RECORD EXCERPTS:
*-*-*
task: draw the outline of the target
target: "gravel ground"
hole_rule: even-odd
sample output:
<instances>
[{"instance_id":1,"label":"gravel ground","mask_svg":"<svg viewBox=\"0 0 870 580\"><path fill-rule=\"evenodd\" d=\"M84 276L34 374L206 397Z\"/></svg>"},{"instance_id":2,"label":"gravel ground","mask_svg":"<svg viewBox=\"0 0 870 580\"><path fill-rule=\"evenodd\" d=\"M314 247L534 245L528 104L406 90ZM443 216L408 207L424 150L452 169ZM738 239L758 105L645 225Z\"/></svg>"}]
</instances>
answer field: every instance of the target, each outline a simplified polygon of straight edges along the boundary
*-*-*
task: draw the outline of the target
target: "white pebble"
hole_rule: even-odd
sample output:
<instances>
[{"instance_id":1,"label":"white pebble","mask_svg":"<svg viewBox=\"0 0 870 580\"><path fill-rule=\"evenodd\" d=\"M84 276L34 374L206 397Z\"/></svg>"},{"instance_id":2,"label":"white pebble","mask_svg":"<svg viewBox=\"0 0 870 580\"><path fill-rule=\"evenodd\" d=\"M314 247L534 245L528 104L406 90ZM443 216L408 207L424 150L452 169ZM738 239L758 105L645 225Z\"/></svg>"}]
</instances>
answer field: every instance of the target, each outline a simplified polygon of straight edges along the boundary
*-*-*
Report every line of the data above that contains the string "label", copying each such line in full. Treat the match as case-sensitive.

REPLY:
[{"instance_id":1,"label":"gravel ground","mask_svg":"<svg viewBox=\"0 0 870 580\"><path fill-rule=\"evenodd\" d=\"M84 276L34 374L206 397Z\"/></svg>"},{"instance_id":2,"label":"gravel ground","mask_svg":"<svg viewBox=\"0 0 870 580\"><path fill-rule=\"evenodd\" d=\"M314 247L534 245L528 104L406 90ZM443 216L408 207L424 150L452 169ZM738 239L758 105L645 225Z\"/></svg>"}]
[{"instance_id":1,"label":"white pebble","mask_svg":"<svg viewBox=\"0 0 870 580\"><path fill-rule=\"evenodd\" d=\"M84 276L34 374L206 397Z\"/></svg>"},{"instance_id":2,"label":"white pebble","mask_svg":"<svg viewBox=\"0 0 870 580\"><path fill-rule=\"evenodd\" d=\"M314 247L534 245L528 104L406 90ZM443 216L408 207L424 150L452 169ZM738 239L758 105L645 225Z\"/></svg>"}]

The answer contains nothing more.